### [To do]
Beginning with the line that holds "tire you can find.", write out the remaining lines of the material exactly, the last line included.

### [Input records]
%%

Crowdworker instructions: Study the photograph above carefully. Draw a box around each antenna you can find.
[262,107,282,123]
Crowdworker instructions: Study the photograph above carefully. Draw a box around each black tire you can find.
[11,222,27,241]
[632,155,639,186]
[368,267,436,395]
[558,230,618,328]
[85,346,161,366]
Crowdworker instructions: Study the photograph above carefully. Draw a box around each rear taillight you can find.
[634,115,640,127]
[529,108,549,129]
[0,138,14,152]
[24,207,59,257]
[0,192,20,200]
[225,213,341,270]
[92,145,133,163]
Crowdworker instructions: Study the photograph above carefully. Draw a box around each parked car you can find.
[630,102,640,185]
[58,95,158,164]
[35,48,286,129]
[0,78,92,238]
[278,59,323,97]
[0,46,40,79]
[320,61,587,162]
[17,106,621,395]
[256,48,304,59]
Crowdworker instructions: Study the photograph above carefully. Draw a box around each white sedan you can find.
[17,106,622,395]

%%

### [Task solution]
Crowdworker instructions: Study the photograph above carefully. Draw a box around each black tire you can find.
[11,222,27,241]
[632,155,639,186]
[368,267,436,395]
[558,230,618,328]
[85,346,161,366]
Crowdworker instructions: Study the photograph above carefully. Draw a box around each rear taillight you can find.
[634,115,640,127]
[529,108,549,129]
[0,138,14,152]
[24,207,59,257]
[0,192,20,200]
[225,213,341,270]
[92,145,133,163]
Crowdworker instructions: Study the photograph above carefully. Draw a box around each parked car you can find.
[630,102,640,185]
[58,95,158,164]
[35,48,286,129]
[0,78,92,238]
[278,59,323,97]
[0,46,40,79]
[320,61,587,162]
[17,106,621,395]
[256,48,304,59]
Crowdworker instructions: Study the photograph above carefully. Draw a box around each white sedan you can find.
[17,106,622,395]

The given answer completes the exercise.